• _TASK REQUIREMENTS_: Copy the records word for word, from their first line through the line containing "[227,546,293,600]", including that line.

• _MATERIAL SHOWN_:
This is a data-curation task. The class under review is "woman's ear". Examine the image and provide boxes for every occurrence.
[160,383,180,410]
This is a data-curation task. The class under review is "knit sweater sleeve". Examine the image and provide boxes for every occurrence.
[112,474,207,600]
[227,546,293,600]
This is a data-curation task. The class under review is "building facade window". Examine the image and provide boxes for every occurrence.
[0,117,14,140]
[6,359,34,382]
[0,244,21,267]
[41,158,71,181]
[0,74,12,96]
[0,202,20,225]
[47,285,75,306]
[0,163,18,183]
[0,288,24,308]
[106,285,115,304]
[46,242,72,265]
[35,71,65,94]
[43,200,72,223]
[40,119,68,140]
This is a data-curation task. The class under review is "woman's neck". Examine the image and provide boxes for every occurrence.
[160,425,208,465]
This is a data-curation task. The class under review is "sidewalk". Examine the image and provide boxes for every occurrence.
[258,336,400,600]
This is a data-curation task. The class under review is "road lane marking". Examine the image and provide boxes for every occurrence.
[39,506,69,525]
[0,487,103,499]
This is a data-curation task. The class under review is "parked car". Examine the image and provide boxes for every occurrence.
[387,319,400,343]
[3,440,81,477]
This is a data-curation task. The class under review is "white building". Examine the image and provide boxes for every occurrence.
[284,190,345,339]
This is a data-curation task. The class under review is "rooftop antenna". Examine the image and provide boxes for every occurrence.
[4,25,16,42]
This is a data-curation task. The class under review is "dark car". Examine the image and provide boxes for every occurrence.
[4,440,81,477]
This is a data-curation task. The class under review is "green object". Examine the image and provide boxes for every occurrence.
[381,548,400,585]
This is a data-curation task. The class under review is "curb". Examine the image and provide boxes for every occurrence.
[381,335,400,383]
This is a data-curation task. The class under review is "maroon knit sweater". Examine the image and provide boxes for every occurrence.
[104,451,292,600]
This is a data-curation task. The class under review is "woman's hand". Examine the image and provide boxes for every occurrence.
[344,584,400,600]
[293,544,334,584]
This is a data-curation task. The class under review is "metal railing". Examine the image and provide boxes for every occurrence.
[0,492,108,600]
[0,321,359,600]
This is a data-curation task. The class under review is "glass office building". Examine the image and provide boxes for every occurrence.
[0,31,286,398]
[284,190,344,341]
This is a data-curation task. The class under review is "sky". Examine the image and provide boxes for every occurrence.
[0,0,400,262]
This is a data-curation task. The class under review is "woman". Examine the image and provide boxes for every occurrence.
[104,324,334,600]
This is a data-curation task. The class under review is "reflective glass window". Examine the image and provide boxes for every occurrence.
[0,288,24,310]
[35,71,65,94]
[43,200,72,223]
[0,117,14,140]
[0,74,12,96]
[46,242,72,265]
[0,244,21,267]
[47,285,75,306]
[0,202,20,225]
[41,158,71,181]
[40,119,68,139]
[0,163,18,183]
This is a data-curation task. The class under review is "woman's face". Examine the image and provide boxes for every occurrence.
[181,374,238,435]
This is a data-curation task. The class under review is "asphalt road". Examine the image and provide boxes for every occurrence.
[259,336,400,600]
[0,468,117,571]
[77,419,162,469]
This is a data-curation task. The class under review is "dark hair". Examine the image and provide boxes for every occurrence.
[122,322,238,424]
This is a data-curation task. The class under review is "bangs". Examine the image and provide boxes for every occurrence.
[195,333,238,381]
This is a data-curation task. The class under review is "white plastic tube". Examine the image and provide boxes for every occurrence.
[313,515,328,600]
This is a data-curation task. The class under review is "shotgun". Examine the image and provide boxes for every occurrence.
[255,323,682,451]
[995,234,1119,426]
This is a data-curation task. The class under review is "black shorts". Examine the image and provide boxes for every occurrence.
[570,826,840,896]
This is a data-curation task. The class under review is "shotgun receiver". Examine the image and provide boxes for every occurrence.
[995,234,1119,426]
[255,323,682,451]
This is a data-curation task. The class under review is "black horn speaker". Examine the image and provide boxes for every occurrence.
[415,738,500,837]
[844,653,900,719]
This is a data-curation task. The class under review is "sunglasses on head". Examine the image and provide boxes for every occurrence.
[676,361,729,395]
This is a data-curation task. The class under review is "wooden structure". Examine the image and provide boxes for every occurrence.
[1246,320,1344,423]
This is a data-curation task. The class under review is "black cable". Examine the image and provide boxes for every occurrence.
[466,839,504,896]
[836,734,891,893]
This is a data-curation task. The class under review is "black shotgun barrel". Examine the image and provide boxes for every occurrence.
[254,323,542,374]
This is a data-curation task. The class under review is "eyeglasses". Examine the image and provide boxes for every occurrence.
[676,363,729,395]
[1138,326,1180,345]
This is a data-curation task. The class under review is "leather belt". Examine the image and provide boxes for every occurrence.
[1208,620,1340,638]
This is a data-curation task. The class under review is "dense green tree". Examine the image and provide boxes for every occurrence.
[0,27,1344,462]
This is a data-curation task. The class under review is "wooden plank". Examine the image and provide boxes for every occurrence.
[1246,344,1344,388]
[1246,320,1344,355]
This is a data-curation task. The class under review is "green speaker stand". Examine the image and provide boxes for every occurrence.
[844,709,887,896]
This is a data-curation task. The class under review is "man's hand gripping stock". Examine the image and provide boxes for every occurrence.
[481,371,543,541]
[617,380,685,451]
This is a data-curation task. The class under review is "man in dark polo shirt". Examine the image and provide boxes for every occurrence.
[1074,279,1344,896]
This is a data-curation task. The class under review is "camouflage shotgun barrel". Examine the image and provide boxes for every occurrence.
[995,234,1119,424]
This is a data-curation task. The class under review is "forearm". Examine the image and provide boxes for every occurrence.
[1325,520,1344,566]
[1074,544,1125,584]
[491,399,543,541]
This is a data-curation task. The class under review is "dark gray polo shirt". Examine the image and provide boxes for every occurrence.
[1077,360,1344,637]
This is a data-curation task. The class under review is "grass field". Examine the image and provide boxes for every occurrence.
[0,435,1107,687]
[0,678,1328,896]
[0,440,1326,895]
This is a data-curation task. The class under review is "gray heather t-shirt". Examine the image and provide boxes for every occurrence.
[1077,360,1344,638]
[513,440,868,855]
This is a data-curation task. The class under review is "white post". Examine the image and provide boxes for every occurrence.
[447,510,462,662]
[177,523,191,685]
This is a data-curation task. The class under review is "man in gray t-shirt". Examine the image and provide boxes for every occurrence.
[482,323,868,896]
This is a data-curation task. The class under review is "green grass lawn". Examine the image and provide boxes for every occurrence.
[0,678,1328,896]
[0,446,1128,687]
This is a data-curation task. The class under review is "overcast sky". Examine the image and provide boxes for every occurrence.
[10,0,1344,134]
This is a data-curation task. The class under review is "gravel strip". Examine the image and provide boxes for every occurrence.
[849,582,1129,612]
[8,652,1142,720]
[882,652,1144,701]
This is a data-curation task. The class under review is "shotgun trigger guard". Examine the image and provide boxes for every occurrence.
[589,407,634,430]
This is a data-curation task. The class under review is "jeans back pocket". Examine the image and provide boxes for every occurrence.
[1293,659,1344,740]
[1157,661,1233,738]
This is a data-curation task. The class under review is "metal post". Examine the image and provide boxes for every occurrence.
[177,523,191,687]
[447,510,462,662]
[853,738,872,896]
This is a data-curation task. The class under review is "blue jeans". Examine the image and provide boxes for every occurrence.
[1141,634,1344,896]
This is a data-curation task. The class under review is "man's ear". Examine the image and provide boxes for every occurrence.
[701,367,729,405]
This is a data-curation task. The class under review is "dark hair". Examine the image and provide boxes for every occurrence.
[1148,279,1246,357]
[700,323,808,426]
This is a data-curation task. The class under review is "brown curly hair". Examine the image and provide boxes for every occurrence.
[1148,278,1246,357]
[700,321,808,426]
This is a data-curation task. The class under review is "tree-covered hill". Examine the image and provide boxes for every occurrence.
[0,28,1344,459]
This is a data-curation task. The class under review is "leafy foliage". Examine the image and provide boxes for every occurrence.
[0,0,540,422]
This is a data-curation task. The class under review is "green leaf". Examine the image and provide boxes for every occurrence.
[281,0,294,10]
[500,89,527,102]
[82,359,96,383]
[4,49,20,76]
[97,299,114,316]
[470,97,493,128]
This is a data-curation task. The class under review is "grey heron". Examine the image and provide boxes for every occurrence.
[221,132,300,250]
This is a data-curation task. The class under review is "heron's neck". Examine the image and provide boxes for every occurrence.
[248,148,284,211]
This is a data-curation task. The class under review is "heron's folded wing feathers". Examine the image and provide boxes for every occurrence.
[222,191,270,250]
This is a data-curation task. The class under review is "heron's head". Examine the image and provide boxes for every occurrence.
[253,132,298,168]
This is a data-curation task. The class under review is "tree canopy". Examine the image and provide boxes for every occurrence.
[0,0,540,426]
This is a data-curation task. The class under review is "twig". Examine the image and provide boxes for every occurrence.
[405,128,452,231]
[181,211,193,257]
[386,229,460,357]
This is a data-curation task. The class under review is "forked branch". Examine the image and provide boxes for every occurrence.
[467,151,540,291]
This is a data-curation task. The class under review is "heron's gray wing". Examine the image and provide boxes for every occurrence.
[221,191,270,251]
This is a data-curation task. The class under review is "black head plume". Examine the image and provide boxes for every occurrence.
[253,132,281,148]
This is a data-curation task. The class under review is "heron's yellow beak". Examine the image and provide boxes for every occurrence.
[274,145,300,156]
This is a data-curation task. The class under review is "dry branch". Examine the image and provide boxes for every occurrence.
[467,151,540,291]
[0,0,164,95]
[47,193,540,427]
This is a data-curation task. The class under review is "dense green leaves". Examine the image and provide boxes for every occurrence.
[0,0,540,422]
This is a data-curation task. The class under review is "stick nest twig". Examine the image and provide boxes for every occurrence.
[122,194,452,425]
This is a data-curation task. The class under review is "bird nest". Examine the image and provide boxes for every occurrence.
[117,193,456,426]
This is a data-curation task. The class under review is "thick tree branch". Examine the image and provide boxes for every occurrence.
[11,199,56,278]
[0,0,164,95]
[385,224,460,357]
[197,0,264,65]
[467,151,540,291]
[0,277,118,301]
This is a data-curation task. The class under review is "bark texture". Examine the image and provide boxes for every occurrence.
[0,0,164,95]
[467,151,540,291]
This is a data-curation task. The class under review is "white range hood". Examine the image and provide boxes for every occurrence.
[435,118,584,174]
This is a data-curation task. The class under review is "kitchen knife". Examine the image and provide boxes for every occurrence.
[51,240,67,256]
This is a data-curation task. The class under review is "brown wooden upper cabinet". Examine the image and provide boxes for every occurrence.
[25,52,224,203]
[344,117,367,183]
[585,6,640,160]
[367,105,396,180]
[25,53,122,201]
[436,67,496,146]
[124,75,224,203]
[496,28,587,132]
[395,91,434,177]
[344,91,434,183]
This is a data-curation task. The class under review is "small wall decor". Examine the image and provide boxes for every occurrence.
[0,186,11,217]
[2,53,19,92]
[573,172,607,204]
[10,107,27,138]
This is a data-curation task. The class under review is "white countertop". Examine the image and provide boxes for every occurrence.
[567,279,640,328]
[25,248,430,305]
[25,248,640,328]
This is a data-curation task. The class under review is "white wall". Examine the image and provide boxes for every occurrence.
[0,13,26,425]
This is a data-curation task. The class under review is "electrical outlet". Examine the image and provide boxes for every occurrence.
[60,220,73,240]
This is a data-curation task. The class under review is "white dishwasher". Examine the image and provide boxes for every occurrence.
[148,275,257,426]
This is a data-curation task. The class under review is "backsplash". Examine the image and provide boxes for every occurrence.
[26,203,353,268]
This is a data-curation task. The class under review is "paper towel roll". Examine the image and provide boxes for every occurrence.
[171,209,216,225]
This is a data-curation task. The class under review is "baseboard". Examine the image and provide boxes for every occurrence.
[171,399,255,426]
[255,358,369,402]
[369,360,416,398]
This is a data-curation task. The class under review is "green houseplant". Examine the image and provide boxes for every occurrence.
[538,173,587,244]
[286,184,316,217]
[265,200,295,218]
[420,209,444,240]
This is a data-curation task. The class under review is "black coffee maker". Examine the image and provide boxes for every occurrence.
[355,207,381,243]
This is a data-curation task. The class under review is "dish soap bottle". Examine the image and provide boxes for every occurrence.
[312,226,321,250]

• _SOLUTION FOR THIS EXERCISE_:
This is a data-curation task. The class under review is "woman's ear". Examine the image and provide boxes for every occurrence.
[160,383,180,410]
This is a data-curation task. The class under review is "knit sweater sleeve". Examine the image and provide boxes for every occurrence.
[112,474,207,600]
[227,546,293,600]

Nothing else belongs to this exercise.